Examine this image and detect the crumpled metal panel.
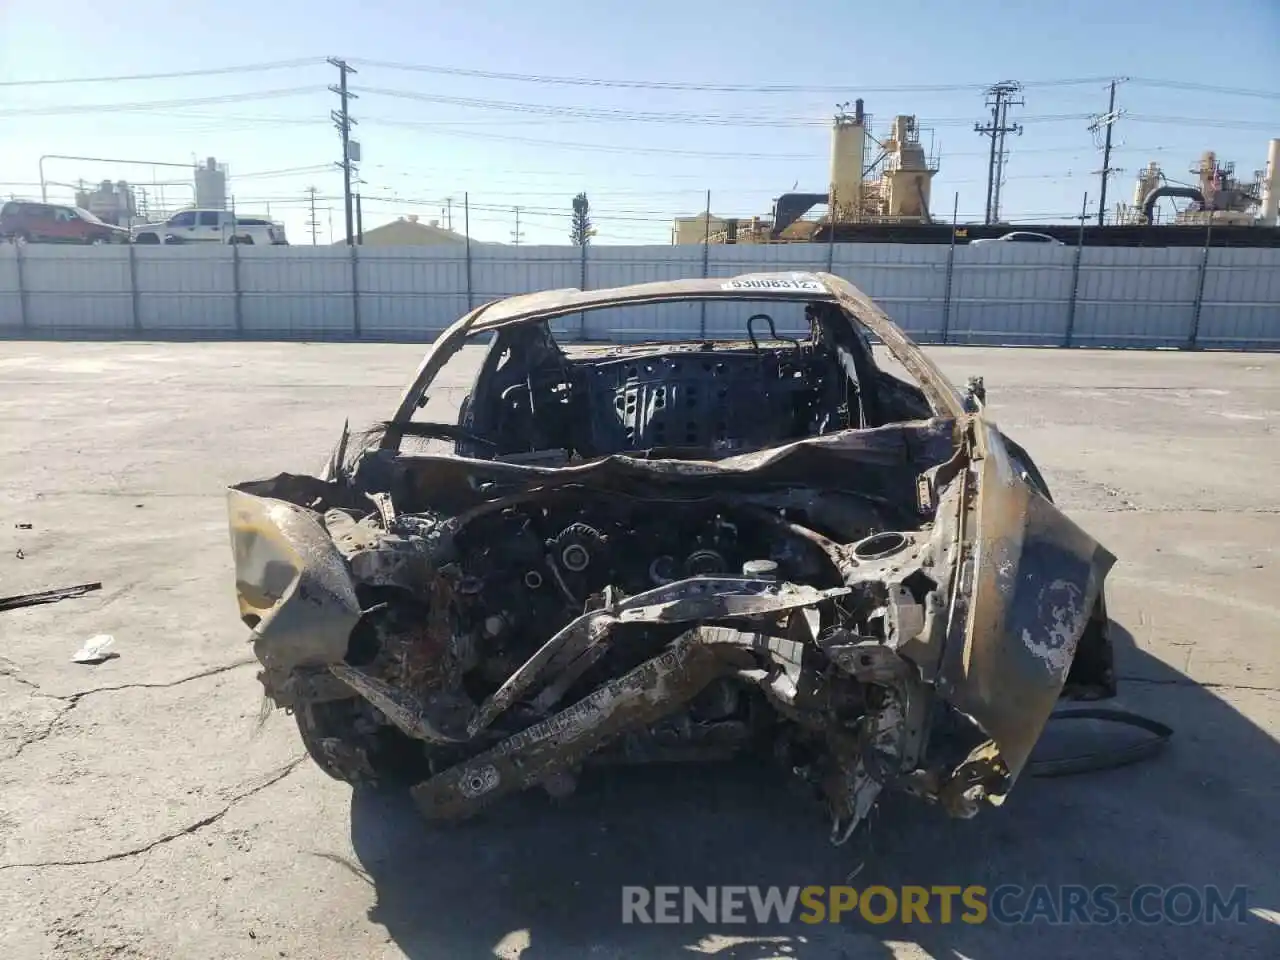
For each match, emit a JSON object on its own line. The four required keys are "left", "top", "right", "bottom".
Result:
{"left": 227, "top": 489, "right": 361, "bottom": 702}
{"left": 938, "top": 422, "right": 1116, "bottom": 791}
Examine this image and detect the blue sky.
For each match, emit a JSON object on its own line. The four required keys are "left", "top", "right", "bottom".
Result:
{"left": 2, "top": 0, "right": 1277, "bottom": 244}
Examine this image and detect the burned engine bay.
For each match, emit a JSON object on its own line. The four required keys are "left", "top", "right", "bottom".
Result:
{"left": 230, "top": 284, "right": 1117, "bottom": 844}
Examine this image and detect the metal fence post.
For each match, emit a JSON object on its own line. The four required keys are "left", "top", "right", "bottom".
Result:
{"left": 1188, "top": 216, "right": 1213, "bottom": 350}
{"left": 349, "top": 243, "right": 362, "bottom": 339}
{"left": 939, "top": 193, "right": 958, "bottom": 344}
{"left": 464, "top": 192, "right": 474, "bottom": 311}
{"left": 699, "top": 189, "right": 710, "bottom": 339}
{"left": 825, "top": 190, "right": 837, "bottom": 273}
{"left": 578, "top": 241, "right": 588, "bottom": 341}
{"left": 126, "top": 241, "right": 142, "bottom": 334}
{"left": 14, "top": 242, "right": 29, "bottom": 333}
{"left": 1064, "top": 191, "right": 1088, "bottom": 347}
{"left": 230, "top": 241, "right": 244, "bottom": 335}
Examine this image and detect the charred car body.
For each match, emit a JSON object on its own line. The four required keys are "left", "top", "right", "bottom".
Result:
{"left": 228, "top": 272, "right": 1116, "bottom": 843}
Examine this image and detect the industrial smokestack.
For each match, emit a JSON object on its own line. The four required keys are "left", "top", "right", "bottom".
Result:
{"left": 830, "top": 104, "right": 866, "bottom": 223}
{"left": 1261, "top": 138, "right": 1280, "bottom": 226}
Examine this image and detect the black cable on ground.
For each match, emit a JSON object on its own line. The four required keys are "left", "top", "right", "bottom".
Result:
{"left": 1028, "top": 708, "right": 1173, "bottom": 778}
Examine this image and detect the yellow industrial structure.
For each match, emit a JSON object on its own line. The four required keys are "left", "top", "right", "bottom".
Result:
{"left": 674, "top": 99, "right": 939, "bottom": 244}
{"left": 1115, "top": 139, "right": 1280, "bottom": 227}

Exercise instructions -> Please go over the data above and tally every line holding "this"; reply only with the count.

Result below -> 8